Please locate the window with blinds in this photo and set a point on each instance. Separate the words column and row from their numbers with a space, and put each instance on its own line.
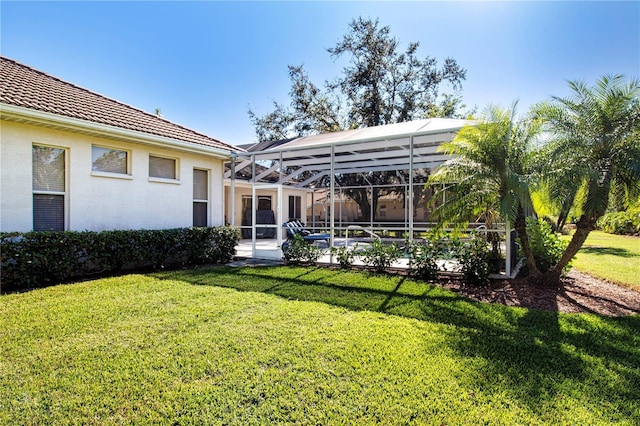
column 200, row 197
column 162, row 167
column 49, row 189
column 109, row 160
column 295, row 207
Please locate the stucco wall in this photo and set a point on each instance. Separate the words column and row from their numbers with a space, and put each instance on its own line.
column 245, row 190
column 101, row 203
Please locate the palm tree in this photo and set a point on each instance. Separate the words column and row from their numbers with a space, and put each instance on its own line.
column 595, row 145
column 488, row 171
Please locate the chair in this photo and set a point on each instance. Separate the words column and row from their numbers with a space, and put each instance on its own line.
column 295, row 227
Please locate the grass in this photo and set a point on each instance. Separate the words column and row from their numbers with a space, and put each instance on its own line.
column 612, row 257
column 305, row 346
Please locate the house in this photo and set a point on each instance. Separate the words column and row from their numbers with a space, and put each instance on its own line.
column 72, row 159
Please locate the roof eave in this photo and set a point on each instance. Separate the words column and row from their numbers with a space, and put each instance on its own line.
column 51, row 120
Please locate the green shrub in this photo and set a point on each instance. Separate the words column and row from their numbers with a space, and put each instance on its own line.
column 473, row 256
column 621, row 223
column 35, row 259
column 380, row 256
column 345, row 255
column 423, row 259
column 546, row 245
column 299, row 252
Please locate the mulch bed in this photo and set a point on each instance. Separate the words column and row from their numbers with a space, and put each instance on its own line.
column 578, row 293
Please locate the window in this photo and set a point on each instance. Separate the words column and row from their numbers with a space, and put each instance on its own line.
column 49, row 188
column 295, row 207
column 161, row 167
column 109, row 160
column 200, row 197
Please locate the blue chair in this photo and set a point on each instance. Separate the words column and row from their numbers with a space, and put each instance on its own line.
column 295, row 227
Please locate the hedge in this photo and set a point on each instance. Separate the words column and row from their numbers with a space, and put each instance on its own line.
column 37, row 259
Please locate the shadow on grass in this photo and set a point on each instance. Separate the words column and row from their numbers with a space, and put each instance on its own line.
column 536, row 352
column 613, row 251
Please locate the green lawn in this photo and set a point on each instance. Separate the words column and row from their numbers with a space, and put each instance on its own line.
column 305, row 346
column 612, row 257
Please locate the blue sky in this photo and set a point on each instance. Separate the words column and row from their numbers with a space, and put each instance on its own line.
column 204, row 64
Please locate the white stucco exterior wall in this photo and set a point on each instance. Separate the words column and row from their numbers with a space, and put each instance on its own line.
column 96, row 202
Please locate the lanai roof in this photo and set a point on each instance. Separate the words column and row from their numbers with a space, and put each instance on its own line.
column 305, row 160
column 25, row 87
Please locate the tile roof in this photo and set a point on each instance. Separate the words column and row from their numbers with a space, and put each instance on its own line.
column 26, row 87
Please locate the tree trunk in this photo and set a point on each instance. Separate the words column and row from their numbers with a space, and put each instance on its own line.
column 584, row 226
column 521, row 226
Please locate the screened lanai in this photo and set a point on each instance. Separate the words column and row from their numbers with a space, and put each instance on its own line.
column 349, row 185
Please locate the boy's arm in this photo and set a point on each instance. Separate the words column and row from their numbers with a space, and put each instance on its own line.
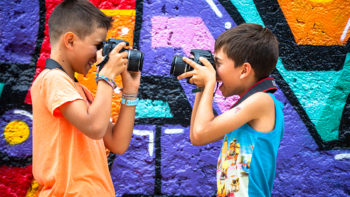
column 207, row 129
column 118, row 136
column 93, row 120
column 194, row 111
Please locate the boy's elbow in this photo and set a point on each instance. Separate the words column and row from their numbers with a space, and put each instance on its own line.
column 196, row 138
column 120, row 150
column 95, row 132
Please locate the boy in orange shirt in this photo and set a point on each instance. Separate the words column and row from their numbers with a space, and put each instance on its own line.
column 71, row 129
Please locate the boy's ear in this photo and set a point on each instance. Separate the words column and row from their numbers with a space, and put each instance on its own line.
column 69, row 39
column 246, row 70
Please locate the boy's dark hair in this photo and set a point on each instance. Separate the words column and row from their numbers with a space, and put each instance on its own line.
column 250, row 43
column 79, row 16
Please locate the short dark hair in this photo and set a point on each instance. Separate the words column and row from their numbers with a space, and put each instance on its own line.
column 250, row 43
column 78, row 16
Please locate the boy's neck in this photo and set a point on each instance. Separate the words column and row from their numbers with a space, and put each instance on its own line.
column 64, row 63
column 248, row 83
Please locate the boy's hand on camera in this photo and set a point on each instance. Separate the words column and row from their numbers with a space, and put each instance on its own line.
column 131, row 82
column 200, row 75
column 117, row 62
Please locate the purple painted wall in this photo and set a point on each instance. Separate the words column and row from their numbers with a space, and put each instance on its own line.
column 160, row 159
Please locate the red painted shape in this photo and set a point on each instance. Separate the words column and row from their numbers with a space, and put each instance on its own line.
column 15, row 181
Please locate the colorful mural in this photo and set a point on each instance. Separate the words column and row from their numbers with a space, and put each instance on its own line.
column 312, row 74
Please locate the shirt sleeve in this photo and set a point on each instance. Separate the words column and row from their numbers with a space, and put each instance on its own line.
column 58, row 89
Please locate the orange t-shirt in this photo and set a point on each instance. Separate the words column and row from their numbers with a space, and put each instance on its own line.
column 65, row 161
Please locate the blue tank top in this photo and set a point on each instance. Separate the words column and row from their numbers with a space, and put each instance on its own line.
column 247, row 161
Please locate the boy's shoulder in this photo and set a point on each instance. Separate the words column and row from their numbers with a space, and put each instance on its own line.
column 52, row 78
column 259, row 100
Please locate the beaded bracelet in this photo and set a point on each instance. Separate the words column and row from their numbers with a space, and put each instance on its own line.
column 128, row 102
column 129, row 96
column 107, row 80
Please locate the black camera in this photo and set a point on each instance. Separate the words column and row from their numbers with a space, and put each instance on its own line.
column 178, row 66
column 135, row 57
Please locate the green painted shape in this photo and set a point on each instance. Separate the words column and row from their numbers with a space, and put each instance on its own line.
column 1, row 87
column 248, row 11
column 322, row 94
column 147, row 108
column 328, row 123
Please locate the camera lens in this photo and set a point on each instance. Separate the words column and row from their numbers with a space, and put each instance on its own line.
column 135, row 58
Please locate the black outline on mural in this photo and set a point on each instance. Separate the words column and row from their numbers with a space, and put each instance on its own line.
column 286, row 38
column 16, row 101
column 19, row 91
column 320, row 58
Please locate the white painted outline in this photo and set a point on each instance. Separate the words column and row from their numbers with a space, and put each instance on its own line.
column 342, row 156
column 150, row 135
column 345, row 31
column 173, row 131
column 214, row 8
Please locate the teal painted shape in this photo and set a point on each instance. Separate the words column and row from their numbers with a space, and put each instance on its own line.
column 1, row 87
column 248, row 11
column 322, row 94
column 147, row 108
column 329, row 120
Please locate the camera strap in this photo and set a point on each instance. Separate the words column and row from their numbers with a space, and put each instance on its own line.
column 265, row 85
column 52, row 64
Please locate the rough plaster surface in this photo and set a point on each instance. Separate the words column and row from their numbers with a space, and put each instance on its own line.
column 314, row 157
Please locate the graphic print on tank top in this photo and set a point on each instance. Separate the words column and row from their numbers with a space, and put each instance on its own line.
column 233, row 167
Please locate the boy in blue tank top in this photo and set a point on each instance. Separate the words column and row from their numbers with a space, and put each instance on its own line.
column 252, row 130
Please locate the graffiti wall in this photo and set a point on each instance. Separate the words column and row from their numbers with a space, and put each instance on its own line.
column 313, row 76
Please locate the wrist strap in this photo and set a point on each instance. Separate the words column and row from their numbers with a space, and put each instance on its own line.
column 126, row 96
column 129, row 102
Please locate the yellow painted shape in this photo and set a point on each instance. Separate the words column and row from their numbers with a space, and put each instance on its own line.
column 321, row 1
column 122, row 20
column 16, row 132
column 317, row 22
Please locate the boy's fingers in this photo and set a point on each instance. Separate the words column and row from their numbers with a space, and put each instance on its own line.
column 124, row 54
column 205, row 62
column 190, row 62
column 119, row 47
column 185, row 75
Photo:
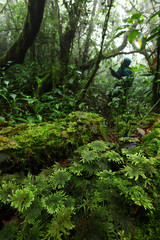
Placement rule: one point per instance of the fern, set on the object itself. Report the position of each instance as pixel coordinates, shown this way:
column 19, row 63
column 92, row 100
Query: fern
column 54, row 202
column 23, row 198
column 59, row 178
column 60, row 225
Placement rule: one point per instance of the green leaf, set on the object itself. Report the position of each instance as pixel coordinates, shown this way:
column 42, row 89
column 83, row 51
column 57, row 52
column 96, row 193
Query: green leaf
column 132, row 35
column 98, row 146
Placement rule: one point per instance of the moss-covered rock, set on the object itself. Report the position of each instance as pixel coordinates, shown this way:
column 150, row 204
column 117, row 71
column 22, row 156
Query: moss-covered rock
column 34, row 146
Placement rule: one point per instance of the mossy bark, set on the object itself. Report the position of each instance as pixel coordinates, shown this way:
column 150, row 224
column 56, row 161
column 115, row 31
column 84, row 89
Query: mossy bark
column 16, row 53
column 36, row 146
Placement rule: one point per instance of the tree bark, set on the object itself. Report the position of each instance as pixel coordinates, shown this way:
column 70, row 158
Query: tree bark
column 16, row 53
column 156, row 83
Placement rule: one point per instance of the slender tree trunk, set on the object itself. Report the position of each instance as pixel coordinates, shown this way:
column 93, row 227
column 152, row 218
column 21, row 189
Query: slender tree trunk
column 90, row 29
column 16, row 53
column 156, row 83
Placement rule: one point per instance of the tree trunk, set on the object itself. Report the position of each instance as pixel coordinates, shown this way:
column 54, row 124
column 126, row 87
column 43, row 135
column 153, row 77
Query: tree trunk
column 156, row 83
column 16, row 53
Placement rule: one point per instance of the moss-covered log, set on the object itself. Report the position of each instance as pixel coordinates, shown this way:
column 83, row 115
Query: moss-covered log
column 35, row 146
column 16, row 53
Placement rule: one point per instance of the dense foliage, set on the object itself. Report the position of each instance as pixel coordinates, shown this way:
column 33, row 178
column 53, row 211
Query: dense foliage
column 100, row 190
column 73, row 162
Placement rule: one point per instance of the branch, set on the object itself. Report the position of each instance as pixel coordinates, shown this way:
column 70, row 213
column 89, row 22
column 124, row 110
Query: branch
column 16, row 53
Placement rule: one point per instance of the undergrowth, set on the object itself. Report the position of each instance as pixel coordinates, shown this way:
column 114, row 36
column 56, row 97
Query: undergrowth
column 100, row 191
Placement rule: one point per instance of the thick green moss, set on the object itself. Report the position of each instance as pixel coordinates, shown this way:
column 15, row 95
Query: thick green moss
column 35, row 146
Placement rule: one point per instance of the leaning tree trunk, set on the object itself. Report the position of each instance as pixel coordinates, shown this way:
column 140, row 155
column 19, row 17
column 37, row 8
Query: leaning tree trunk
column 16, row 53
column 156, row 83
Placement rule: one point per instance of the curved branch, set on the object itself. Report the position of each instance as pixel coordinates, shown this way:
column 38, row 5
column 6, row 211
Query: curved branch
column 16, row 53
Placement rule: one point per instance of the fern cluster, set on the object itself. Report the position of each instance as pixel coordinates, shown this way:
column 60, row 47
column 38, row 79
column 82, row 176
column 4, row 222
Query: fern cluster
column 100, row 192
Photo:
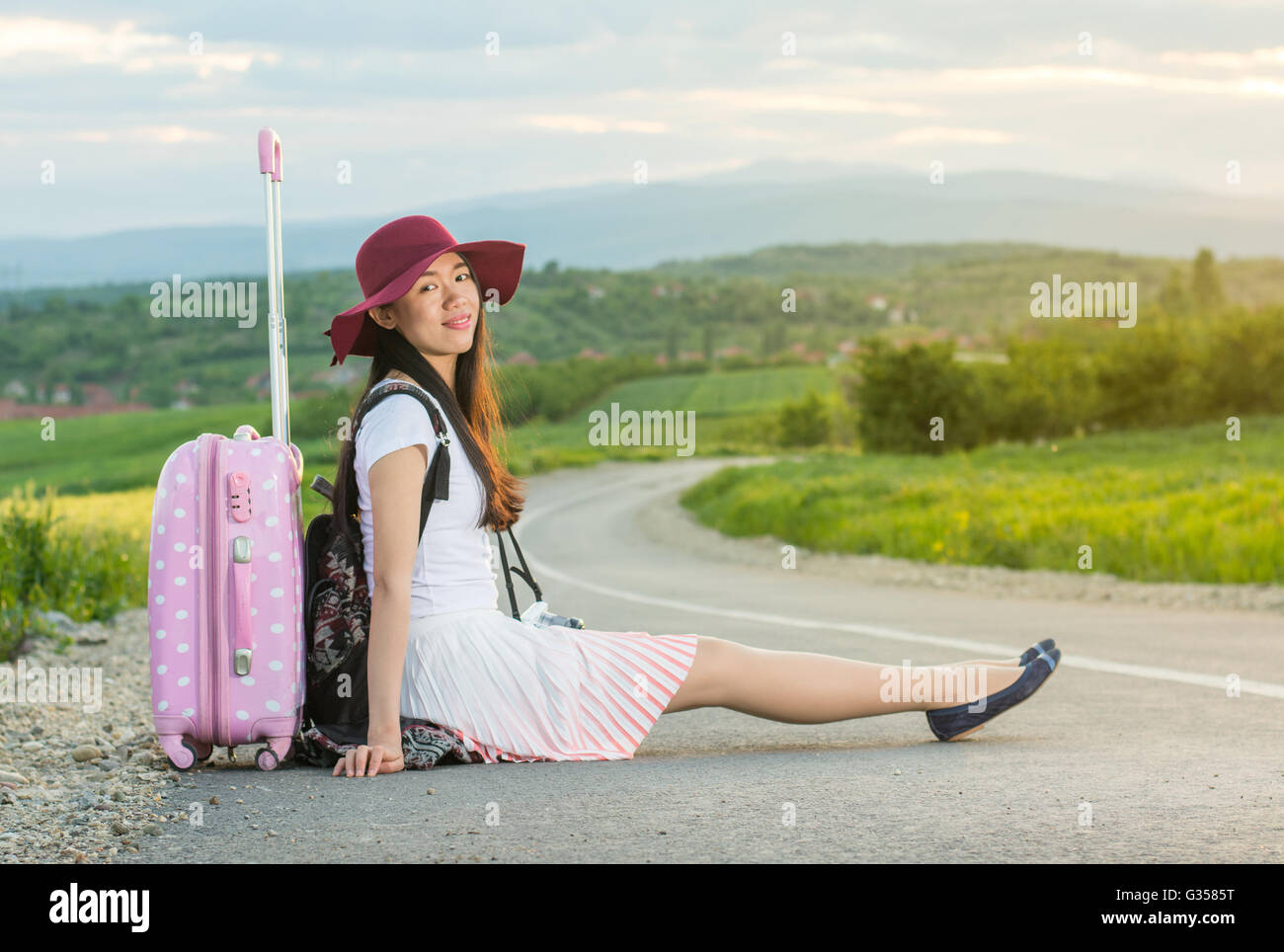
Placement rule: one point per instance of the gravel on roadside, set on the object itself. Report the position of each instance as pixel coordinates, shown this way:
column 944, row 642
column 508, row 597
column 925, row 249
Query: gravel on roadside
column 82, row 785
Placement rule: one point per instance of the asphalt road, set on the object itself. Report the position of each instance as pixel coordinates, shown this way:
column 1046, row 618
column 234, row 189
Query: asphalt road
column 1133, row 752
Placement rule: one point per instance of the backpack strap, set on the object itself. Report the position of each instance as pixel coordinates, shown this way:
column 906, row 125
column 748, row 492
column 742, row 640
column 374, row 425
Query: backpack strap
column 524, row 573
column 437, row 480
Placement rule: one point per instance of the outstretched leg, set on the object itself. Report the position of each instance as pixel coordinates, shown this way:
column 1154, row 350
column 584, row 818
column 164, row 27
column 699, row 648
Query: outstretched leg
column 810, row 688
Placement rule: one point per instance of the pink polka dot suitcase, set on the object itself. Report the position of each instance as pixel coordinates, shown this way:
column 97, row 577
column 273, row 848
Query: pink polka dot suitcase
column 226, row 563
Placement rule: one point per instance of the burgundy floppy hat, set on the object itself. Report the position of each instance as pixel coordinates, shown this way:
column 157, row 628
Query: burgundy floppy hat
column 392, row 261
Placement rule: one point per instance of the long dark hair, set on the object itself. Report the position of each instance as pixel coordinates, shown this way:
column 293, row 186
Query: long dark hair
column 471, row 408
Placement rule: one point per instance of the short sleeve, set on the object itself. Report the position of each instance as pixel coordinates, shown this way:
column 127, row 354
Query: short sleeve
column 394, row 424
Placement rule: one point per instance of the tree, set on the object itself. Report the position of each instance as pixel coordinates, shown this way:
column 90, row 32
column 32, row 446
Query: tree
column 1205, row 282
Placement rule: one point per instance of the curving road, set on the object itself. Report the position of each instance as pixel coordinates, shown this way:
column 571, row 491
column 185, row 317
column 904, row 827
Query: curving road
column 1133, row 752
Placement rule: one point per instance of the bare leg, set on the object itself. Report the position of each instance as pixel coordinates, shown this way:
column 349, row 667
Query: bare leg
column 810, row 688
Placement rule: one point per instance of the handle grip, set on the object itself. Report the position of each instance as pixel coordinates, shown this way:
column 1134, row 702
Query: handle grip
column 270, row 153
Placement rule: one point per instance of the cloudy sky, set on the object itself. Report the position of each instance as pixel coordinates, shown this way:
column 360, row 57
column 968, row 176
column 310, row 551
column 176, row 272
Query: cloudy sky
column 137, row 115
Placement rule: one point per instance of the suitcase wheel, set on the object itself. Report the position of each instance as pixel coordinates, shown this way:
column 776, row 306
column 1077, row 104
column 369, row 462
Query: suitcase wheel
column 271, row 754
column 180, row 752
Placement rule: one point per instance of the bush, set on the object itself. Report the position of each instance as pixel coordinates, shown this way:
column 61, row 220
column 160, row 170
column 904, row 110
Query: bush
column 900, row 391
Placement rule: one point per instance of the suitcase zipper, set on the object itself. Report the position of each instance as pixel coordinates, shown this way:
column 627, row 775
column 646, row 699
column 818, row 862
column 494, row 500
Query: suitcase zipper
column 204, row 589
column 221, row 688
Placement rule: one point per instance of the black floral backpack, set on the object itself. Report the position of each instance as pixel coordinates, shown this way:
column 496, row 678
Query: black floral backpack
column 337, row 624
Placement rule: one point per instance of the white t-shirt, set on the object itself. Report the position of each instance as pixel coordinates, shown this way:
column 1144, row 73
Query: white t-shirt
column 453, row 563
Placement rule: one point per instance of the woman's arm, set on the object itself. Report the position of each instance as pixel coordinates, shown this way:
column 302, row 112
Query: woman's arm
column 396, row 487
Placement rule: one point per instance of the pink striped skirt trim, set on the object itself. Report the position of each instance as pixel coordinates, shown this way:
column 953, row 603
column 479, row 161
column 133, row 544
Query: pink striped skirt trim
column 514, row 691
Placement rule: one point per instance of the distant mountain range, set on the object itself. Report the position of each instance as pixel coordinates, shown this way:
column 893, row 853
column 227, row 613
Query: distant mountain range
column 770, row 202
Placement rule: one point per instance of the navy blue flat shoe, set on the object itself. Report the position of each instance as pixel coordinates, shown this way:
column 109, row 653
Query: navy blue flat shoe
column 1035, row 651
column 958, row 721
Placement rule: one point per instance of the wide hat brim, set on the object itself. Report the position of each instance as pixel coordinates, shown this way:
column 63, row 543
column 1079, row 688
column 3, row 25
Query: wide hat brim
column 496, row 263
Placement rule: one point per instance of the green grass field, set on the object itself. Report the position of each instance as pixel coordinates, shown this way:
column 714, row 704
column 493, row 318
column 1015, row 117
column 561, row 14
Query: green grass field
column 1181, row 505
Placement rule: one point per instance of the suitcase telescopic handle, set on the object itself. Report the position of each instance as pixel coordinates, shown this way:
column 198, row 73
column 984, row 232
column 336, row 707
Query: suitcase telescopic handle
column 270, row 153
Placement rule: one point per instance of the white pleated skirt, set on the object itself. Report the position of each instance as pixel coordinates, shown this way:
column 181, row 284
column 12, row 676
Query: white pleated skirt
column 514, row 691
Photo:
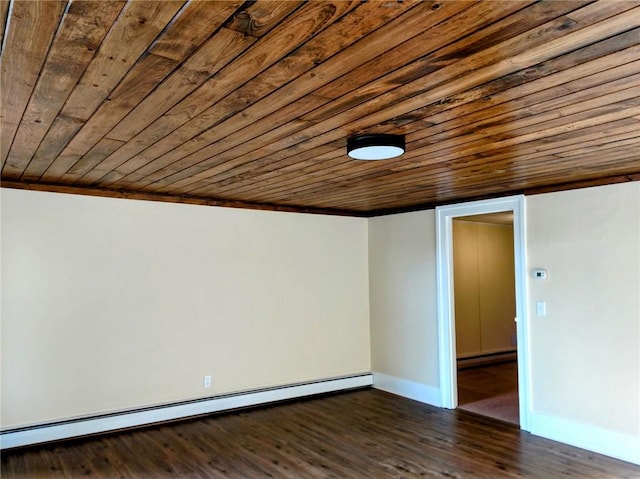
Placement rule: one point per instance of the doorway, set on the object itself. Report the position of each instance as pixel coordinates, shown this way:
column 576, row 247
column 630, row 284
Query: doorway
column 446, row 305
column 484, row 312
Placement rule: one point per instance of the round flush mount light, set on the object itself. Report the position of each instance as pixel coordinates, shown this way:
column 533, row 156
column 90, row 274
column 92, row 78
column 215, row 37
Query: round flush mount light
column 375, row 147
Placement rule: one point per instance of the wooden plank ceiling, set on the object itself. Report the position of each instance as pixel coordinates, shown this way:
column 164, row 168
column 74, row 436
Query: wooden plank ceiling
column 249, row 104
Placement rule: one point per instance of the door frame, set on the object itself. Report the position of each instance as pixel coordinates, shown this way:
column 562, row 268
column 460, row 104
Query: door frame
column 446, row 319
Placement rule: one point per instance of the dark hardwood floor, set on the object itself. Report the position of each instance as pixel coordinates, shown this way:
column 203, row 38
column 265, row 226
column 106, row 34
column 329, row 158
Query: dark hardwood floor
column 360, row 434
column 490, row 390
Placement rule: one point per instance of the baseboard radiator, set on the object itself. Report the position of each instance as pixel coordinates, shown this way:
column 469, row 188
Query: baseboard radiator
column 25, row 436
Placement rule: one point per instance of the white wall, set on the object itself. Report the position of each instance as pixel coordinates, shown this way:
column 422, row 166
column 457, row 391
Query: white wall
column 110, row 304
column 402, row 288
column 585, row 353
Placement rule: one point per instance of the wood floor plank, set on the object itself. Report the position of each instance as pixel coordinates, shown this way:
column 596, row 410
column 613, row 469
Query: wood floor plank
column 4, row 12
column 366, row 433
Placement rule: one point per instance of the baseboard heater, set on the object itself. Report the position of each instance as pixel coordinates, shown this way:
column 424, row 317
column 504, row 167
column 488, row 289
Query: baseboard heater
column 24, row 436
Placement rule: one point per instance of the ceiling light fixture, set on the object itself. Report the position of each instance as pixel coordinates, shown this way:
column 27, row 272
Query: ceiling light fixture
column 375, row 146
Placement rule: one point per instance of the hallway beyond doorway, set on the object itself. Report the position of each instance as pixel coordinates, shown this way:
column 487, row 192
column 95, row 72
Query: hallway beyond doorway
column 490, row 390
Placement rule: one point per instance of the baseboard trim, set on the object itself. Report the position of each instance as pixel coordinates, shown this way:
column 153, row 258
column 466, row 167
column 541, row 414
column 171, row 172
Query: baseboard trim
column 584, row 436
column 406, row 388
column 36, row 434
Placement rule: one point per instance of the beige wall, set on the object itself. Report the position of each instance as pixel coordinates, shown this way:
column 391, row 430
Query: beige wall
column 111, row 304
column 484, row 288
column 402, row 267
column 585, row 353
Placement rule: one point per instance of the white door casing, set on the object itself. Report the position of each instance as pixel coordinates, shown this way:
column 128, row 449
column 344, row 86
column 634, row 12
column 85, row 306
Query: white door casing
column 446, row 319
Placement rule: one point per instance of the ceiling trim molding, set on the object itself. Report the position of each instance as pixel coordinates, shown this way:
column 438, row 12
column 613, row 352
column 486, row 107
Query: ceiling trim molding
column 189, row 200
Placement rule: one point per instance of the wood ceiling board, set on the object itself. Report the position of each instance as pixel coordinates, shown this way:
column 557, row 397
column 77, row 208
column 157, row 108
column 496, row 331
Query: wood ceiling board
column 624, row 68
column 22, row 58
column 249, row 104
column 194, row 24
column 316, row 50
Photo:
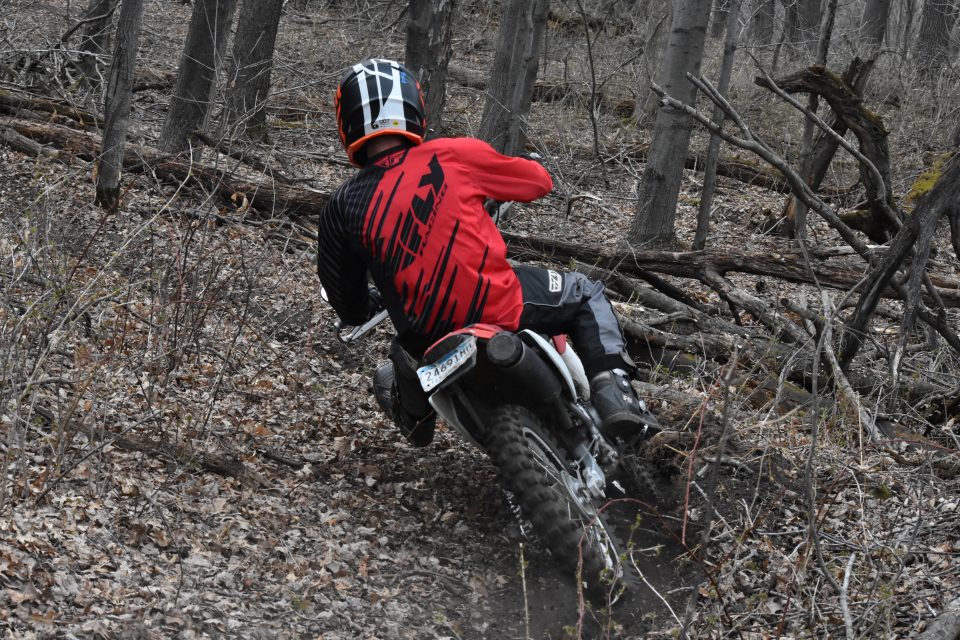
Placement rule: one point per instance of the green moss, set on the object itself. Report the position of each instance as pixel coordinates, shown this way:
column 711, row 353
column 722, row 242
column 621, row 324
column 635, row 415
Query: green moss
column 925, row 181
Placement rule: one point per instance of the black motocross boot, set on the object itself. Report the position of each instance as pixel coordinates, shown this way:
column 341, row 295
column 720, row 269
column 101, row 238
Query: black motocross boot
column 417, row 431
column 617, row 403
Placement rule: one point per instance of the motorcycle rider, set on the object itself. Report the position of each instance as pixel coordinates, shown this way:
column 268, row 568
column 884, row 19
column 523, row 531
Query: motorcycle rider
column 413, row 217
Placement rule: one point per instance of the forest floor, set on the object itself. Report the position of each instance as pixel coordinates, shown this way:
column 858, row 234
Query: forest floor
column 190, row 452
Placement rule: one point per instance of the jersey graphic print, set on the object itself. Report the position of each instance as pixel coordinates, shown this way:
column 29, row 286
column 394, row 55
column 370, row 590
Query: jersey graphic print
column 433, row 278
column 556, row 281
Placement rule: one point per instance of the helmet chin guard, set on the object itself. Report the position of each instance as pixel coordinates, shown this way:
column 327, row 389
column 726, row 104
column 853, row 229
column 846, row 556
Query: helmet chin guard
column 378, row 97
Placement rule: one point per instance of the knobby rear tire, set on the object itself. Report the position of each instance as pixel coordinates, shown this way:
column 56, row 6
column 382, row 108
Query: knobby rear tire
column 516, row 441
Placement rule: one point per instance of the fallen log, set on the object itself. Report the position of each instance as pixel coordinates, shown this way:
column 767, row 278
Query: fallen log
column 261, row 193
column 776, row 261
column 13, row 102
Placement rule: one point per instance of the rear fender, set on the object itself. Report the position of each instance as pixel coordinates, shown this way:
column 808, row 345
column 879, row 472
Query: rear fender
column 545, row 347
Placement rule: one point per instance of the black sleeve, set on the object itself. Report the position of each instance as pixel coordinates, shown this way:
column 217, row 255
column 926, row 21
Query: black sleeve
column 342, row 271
+++
Copy the records verbatim from the line containing "Please locate the wrist" down through the line containing "column 34, row 146", including both of those lines. Leave the pictures out of your copy.

Please locate the wrist strap in this photo and set a point on each instance. Separate the words column and row from their numbers with a space, and put each instance on its own line.
column 126, row 96
column 129, row 102
Please locate the yellow painted shape in this photo and set a point on each instance. Separate the words column and row from their numbers with a space, and put each instance on its own line.
column 321, row 1
column 122, row 20
column 16, row 132
column 317, row 22
Please locate the boy's fingers in this photo and set a point on each instance. Separate the words column and row from their numbers with a space, and put each instance on its own line.
column 124, row 54
column 205, row 62
column 190, row 62
column 119, row 47
column 185, row 75
Photo:
Placement rule: one point per instance of the fern, set on the object itself. Report the position of each instance as pixel coordinates, shown this way:
column 19, row 63
column 92, row 100
Query: fern
column 54, row 202
column 23, row 198
column 59, row 178
column 60, row 225
Placement rule: one point per instance of the green leaf, set on the object itself. Report the position of each instance as pixel coordinates, shown this way:
column 42, row 89
column 83, row 51
column 57, row 52
column 96, row 193
Query: green leaf
column 132, row 35
column 98, row 146
Placement rule: one point per instance of the moss-covered rock, set on the object itself. Report the position of each instance as pixel coordinates, shown this way:
column 150, row 204
column 117, row 71
column 22, row 156
Query: moss-covered rock
column 34, row 146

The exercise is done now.